Duh, Joroknya Warga Kota Bandung...

Sumber:Kompas - 16 Oktober 2008
Kategori:Sampah Luar Jakarta

Benar-benar menyedihkan. Perilaku membuang sampah pada tempatnya ternyata tidak membudaya. Hal itu setidaknya tampak dari sampah yang memenuhi Lapangan Gasibu, Kota Bandung, Rabu (15/10).

Di tempat itu baru saja diselenggarakan acara cuci tangan untuk kebersihan dan kesehatan badan oleh sebuah produk sabun. Seusai acara, yang tersisa ialah bungkus makanan, botol air mineral, tisu kotor, dan aneka plastik.

Petugas kebersihan dari Dinas Kebersihan dan Pertamanan Kota Bandung pun sibuk menyapu lapangan dan menyeret tong sampah. Jumlah mereka yang hanya belasan orang tampak tak seimbang dengan luas lapangan dan sampah yang menyebar.

Atiman (38), salah seorang petugas kebersihan, mengaku sangat gerah dengan perilaku warga yang membuang sampah seenaknya. Volume sampah pun dirasakannya makin meningkat di Kota Kembang, terutama bila ada acara tertentu.

Matanya tajam mengincar satu per satu sampah yang tergeletak di rumput kering. Keringat yang bercucuran seolah beradu balap dengan sampah yang terbang ditiup angin.

"Warga sukar diingatkan, apalagi saat kedapatan tangan membuang sampah di jalanan. Mereka cenderung meremehkan petugas yang mengingatkan," ujar Atiman yang setiap hari bertugas membersihkan Jalan Surapati.

Sering kali sampah yang tersembunyi di selokan tidak sempat terjamah olehnya. Alhasil, sampah-sampah itu menumpuk dan membusuk di selokan. Selokan di depan Lapangan Gasibu, misalnya, telah penuh sampah. Tong sampah hilang

Beberapa waktu lalu, Pemerintah Kota Bandung menempatkan sejumlah tong sampah di sepanjang Jalan Diponegoro hingga Lapangan Gasibu. Akan tetapi, selang beberapa bulan kemudian, tong sampah itu lenyap. Tidak diketahui orang tidak bertanggung jawab yang mengambil tong sampah tersebut.

Perilaku buruk warga kota bermula dari kebiasaan di rumah. Nana Supriyatna (35), warga Kampung Melania, Kecamatan Cibeunying Kaler, mengatakan, sering melihat tetangganya membuang sampah di selokan belakang rumah mereka. Akibatnya, ketika hujan besar datang, kawasan mereka selalu tergenang banjir cileuncang, yakni banjir setinggi mata kaki.

= = = =

- _DAFTAR TUGAS_:
[1] Menurut artikel tentang sampah di Kota Bandung, jalan apa yang setiap hari dibersihkan oleh Atiman?
[2] Tulis kelanjutan artikel tentang sampah di Kota Bandung, dimulai tepat setelah kalimat terakhirnya.

- _DATA ITEM_:
= = = =

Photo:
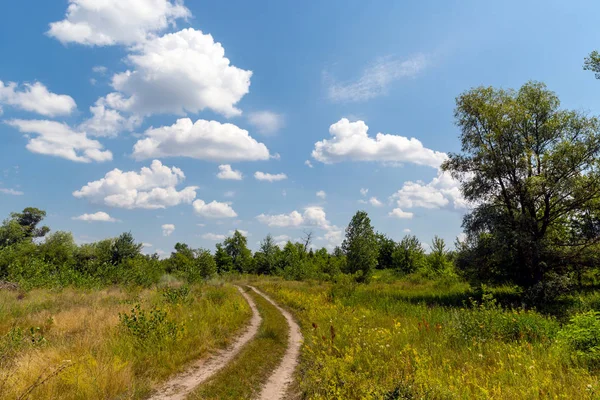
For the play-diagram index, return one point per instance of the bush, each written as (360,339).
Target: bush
(581,338)
(150,327)
(486,320)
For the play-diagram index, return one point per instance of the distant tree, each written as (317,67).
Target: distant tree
(386,249)
(29,220)
(408,255)
(592,63)
(438,258)
(22,226)
(241,257)
(360,247)
(124,247)
(223,260)
(205,263)
(532,173)
(266,257)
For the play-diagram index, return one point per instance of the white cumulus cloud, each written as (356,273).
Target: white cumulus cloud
(11,192)
(376,79)
(214,209)
(36,98)
(109,22)
(203,140)
(263,176)
(99,216)
(168,229)
(266,122)
(350,142)
(151,188)
(58,139)
(442,191)
(178,73)
(226,172)
(398,213)
(213,236)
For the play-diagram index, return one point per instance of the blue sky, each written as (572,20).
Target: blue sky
(272,96)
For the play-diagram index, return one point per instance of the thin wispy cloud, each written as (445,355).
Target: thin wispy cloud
(376,79)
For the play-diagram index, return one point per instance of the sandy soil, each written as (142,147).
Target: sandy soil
(181,385)
(279,383)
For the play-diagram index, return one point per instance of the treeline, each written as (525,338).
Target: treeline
(33,256)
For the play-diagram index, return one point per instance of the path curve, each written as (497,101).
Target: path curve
(183,384)
(280,380)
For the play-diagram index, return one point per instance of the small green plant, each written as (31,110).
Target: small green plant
(180,295)
(581,338)
(150,326)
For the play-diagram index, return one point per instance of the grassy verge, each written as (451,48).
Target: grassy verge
(111,343)
(245,375)
(396,341)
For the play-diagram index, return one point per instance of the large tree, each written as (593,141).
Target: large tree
(530,170)
(360,247)
(592,63)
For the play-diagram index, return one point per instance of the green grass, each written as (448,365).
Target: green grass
(245,375)
(42,331)
(414,339)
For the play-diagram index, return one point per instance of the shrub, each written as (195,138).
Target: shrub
(151,327)
(581,338)
(179,295)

= = = =

- _JAWABAN_:
[1] Jalan Surapati.

[2]
"Sering kali air luberan dari selokan juga masuk ke rumah. Baunya tidak sedap dan gatal di kaki," ujar Nana yang mengaku setiap hari menitipkan sampahnya kepada petugas kebersihan.

Sejumlah orang di kampung Nana melakukan hal yang sama, yakni membayar petugas kebersihan yang mengangkut sampah mereka. Meski demikian, kata Nana, lebih banyak yang tidak melakukannya.

Anggota Dewan Pakar Dewan Pemerhati Kehutanan dan Lingkungan Tatar Sunda, Sobirin, mengungkapkan, warga Kota Bandung bermasalah dalam hal kebersihan. "Sebanyak 90 persen warga Bandung tidak peduli dengan sampahnya. Mereka membuang sampah seenaknya di sembarang tempat," katanya.

Dalam sehari diperkirakan ada 5.000-7.500 meter kubik sampah warga. Sebanyak 65 persen di antaranya merupakan sampah basah, sementara sisanya sampah kering dan plastik.

"Hanya sekitar 20 persen warga yang punya kesadaran untuk membuang sampah di tempatnya atau menitipkan sampah pada petugas kebersihan di tempat tinggal masing-masing," ujar Sobirin. Ketidaksadaran warga akan kebersihan itu diperparah dengan sulitnya memperoleh tempat penampungan sampah.

"Warga bisa menggunakan 3R, yakni reduce (mengurangi), reuse (menggunakan kembali), atau recycle (mendaur ulang) sampah," kata Sobirin.

Namun sayang, kota yang dikenal sebagai pusat industri kreatif ini belum cukup kreatif mengelola sampahnya sendiri. Duh, malunya... (RINI KUSTIASIH)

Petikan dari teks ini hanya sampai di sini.